- Information provided
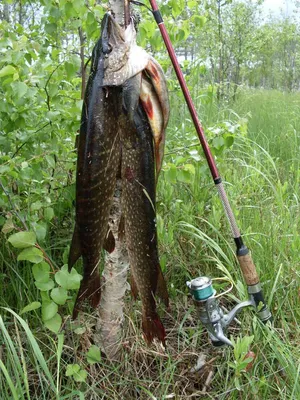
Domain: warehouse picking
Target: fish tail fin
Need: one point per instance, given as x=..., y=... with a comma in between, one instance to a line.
x=161, y=288
x=90, y=289
x=153, y=328
x=75, y=250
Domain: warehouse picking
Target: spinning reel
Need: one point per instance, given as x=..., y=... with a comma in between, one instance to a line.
x=213, y=316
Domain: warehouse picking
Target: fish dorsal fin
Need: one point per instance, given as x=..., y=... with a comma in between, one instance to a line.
x=109, y=241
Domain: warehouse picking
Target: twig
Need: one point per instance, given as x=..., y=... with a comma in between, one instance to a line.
x=83, y=76
x=23, y=144
x=13, y=206
x=47, y=83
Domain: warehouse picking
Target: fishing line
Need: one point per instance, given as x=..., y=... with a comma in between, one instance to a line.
x=201, y=288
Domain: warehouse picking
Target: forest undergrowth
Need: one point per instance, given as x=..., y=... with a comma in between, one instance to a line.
x=256, y=143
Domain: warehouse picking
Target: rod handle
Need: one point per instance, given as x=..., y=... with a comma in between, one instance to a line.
x=247, y=266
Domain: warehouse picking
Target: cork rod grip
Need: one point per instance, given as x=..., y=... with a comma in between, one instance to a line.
x=248, y=268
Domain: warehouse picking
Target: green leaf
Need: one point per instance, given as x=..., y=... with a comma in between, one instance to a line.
x=54, y=323
x=80, y=330
x=200, y=20
x=31, y=254
x=171, y=174
x=21, y=240
x=59, y=295
x=93, y=356
x=41, y=272
x=20, y=89
x=7, y=70
x=50, y=160
x=68, y=280
x=80, y=376
x=50, y=28
x=72, y=369
x=45, y=286
x=40, y=230
x=49, y=310
x=184, y=176
x=36, y=206
x=190, y=168
x=30, y=307
x=8, y=226
x=48, y=213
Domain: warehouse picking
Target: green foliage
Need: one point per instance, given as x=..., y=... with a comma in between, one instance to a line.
x=223, y=46
x=22, y=240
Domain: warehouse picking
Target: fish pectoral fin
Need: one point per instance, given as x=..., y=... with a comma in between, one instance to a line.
x=75, y=249
x=153, y=328
x=90, y=289
x=109, y=243
x=121, y=229
x=161, y=288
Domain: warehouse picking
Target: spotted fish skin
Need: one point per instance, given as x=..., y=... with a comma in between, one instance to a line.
x=97, y=165
x=138, y=203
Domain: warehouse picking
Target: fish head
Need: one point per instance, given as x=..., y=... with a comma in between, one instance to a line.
x=117, y=52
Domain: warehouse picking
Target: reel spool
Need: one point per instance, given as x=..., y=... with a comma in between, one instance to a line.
x=211, y=313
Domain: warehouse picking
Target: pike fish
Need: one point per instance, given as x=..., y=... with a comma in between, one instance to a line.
x=138, y=204
x=155, y=100
x=97, y=166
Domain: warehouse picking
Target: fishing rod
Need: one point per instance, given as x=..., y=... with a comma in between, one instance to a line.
x=211, y=314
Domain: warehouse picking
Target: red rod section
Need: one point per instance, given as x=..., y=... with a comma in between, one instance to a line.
x=210, y=159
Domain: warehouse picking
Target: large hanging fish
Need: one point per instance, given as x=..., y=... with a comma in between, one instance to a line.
x=127, y=100
x=97, y=166
x=138, y=203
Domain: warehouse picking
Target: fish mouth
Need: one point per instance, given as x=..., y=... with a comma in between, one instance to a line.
x=115, y=34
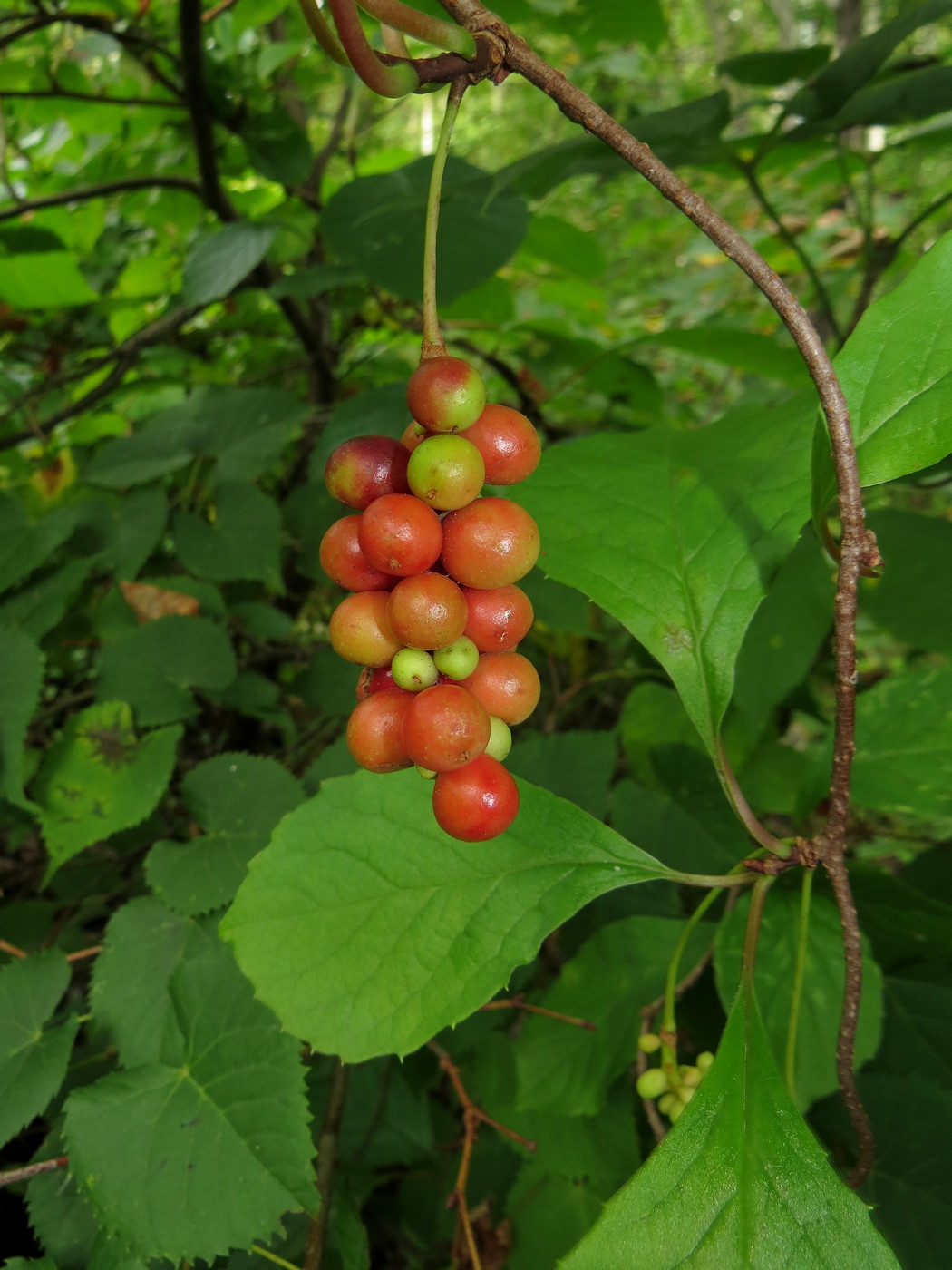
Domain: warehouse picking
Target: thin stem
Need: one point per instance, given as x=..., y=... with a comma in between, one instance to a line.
x=790, y=1060
x=326, y=1159
x=433, y=345
x=384, y=80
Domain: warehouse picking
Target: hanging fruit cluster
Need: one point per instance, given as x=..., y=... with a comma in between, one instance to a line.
x=435, y=616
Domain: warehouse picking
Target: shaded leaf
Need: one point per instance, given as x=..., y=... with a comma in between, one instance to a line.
x=409, y=930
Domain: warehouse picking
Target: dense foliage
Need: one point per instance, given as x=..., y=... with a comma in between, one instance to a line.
x=237, y=974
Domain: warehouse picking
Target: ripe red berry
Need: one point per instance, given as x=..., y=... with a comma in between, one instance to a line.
x=427, y=611
x=507, y=683
x=510, y=444
x=491, y=542
x=444, y=728
x=374, y=732
x=400, y=535
x=446, y=394
x=365, y=467
x=361, y=631
x=478, y=802
x=345, y=562
x=499, y=619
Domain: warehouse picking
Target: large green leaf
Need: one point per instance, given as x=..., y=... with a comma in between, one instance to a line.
x=568, y=1070
x=21, y=681
x=739, y=1181
x=678, y=535
x=238, y=799
x=216, y=264
x=154, y=666
x=821, y=1000
x=221, y=1113
x=374, y=224
x=99, y=777
x=32, y=1058
x=403, y=929
x=897, y=372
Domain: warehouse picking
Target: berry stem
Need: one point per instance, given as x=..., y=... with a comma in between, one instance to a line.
x=790, y=1058
x=433, y=345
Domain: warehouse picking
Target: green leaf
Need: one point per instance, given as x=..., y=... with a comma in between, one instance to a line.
x=216, y=264
x=219, y=1113
x=409, y=930
x=744, y=349
x=821, y=1001
x=154, y=666
x=99, y=777
x=678, y=535
x=897, y=372
x=243, y=542
x=374, y=225
x=32, y=1058
x=904, y=746
x=44, y=279
x=739, y=1181
x=568, y=1070
x=238, y=799
x=21, y=681
x=776, y=66
x=856, y=65
x=905, y=600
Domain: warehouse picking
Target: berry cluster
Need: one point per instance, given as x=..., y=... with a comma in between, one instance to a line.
x=673, y=1088
x=434, y=616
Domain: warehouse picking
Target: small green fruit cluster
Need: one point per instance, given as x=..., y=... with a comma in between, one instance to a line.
x=434, y=613
x=673, y=1086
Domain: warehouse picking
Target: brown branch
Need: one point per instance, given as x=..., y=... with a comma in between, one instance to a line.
x=110, y=187
x=326, y=1161
x=856, y=540
x=22, y=1175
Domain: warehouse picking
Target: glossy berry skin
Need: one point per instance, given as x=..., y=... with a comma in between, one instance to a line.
x=510, y=444
x=374, y=679
x=374, y=732
x=491, y=542
x=361, y=631
x=446, y=394
x=497, y=620
x=400, y=535
x=427, y=611
x=345, y=562
x=478, y=802
x=507, y=683
x=446, y=728
x=446, y=472
x=364, y=467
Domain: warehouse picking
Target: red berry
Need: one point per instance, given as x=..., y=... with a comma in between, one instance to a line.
x=491, y=542
x=478, y=802
x=446, y=394
x=400, y=535
x=510, y=444
x=498, y=619
x=374, y=732
x=507, y=683
x=427, y=611
x=365, y=467
x=345, y=562
x=446, y=727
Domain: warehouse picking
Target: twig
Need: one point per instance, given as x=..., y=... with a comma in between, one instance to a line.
x=520, y=1003
x=326, y=1159
x=22, y=1175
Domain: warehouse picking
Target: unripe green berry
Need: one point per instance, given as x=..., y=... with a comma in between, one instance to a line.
x=500, y=739
x=653, y=1083
x=413, y=669
x=457, y=660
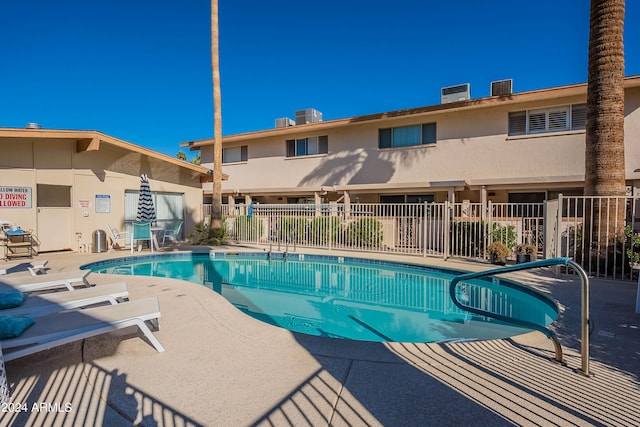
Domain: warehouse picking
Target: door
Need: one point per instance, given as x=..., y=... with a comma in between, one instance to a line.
x=53, y=218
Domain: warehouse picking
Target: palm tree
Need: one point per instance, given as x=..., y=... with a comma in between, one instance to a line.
x=216, y=209
x=604, y=155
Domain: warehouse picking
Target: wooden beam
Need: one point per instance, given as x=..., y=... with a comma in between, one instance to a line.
x=87, y=144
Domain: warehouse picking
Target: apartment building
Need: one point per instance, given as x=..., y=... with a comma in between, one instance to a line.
x=508, y=147
x=64, y=185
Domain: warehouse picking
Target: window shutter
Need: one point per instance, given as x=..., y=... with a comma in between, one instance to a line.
x=301, y=147
x=518, y=123
x=291, y=148
x=578, y=116
x=558, y=120
x=429, y=133
x=537, y=122
x=323, y=144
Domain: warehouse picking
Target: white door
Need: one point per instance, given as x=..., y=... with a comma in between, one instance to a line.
x=54, y=225
x=54, y=229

- What you should do
Can you retype the records word for word, from their very start up to and including the line that contains "x=248, y=268", and leave the pictures out?

- Task response
Domain: warehouse picking
Target: fish tail fin
Need: one point per instance, given as x=..., y=... with a comma in between, one instance to a line.
x=161, y=288
x=90, y=289
x=153, y=328
x=75, y=250
Domain: warehouse picking
Target: spinning reel
Need: one point per instance, given as x=..., y=... with a comma in between, one instance to a line.
x=213, y=316
Domain: warehouse picking
Target: fish dorsal fin
Need: one point per instance, given as x=..., y=... with a comma in between, one instance to a line.
x=109, y=241
Domain: warehouse picking
Target: twig
Need: one point per instance, given as x=..., y=... with a comma in between, one instance to a line.
x=83, y=76
x=23, y=144
x=13, y=206
x=47, y=83
Domain: warehouse picking
Target: fishing line
Need: one point per instance, given as x=..., y=... with a comma in between, one instance to a line.
x=201, y=288
Domain: warehouse picking
Target: forest undergrowth
Need: one point per instance, given as x=..., y=... with a comma in between, one instance to a line.
x=256, y=143
Domain: warehouse picking
Target: rod handle
Need: one point per instance, given as x=..., y=... with a comma in between, one instance to a line.
x=247, y=266
Domain: warehouse picking
Target: cork rod grip
Need: one point per instance, given as x=..., y=... with a comma in between, one instance to a line.
x=248, y=268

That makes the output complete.